=== Extrait fourni ===
============

Aide à domicile depuis quatre ans, Gabrielle a déjà dû faire face à six deuils de bénéficiaires dont elle avait la charge.
A chaque fois qu’elle passe devant la grille de l’immeuble, les flashs surgissent dans son esprit, bribes de souvenirs de ce matin d’avril 2022 où Pauline, 86 ans, n’a pas répondu à son salut comme elle avait l’habitude de le faire. La veille, déjà, l’aide à domicile avait senti que quelque chose n’allait pas.
Le lendemain, la veille dame semble atone. « Vous ne voulez pas bouger ? Ça ne va pas, Pauline ? » L’octogénaire hoche la tête. Gabrielle lui demande de lever la main, attrape la paume ridée, sent le membre rigide et ankylosé, la fait asseoir. Le corps bascule sur le côté. La dame a fait un accident vasculaire cérébral. L’aide à domicile passe un appel au médecin, à LogiVitae – son entreprise – puis aux pompiers. Gabrielle se rappelle aussi ce stress, cette peur qui se répand en elle. Glaçante, tenace, irrépressible. Le diagnostic se confirme, les secours emmènent Pauline. « Quand elle est partie, raconte la professionnelle, j’ai senti qu’elle ne reviendrait pas. »
Ce n’est pas la première fois qu’un des bénéficiaires dont elle s’occupe décède. A six reprises déjà, depuis quatre ans qu’elle exerce ce métier, des personnes dont elle prenait soin se sont éteintes. 2023 n’est pas une bonne année : en août, une femme de 43 ans a succombé des suites d’un virus. A chaque décès, la supérieure et la responsable santé soutiennent la quadragénaire, lui proposent un suivi thérapeutique, l’appellent pour la réconforter, l’incitent à prendre des temps de repos.

============

=== Jeu de données ===
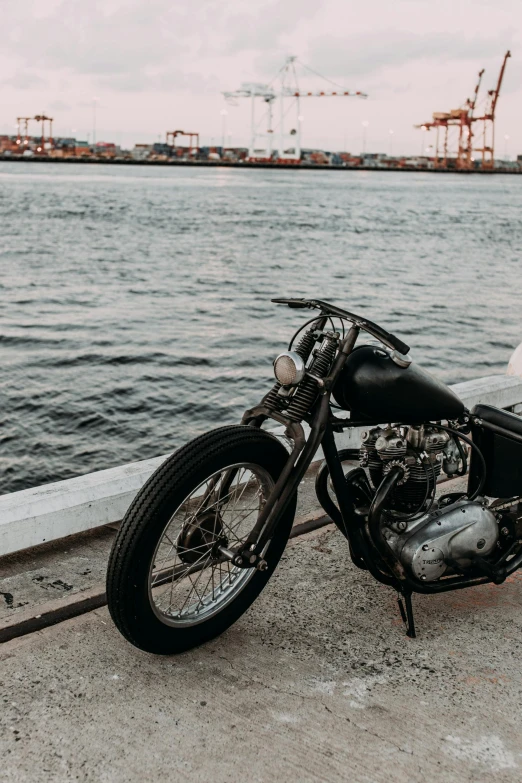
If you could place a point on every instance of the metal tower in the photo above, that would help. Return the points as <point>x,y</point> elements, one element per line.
<point>289,94</point>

============

=== Votre objectif ===
Prolongez l'extrait sur Gabrielle et les deuils qu'elle vit comme aide à domicile, en reprenant juste après sa dernière phrase. Ce matériel est à part et n'a aucun lien avec l'extrait.

=== Résultat de l'exercice ===
Gabrielle n’a jamais suivi l’injonction de la « bonne distance » : « Pour aimer ce métier, il faut aimer la personne dont on s’occupe. » A raison de huit heures par jour réparties entre six bénéficiaires chaque semaine, difficile de ne pas tisser un lien fort. « J’aime leur tendre la main et leur redonner le sourire, leur faire savoir qu’elles ont encore de l’espoir. Ces personnes sont tellement reconnaissantes qu’on se donne du mal pour elles. Je leur dis qu’elles ont pris soin des autres et que maintenant c’est mon tour de prendre soin d’elles. Je les incite à ne pas me considérer comme une employée, plutôt comme une fille ou une sœur. Que tu le veuilles ou non, tu t’attaches. Quand elles partent, j’ai l’impression que c’est quelqu’un de mon sang qui s’en va. »
Gabrielle ne peut s’empêcher de penser à ces deux années passées avec Pauline. Il suffit d’une bénéficiaire malentendante, d’une situation de crise pour réveiller les flashs de ce matin-là. Et puis il y a cette grille, devant laquelle elle passe régulièrement. « C’est difficile psychologiquement, c’est un traumatisme, explique-t-elle. Vous savez que vous ne verrez plus quelqu’un avec qui vous avez partagé des moments pendant des années. »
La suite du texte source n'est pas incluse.